* _What the task asks_: Copy out each line in the rows below that contains the word "thread".

* _Material for this task_:
++++

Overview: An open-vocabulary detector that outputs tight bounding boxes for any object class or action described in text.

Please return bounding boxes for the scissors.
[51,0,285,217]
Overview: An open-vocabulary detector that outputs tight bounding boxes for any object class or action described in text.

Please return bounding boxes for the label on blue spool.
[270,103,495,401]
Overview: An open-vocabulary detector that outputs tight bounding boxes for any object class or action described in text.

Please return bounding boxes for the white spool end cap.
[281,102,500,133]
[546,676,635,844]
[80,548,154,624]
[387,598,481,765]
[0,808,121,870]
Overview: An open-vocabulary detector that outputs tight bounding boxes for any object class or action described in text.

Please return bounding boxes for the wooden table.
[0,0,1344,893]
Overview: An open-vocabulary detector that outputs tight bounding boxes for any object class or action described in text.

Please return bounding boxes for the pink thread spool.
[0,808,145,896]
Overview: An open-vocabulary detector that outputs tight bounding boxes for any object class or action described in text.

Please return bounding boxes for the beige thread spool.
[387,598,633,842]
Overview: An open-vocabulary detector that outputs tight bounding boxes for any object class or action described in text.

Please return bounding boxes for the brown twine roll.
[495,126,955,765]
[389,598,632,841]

++++

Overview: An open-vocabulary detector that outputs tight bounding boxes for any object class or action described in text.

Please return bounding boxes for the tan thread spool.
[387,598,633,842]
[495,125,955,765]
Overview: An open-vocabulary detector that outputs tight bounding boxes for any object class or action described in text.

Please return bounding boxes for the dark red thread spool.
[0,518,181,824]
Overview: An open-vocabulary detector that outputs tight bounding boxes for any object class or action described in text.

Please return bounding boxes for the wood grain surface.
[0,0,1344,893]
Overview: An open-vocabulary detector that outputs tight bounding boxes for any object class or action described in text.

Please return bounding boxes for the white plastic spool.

++++

* _The solution_:
Please return bounding boxes for the pink thread spool.
Please return bounding boxes for the beige thread spool.
Please return bounding boxes for the tan thread spool.
Please return bounding boxes for the dark red thread spool.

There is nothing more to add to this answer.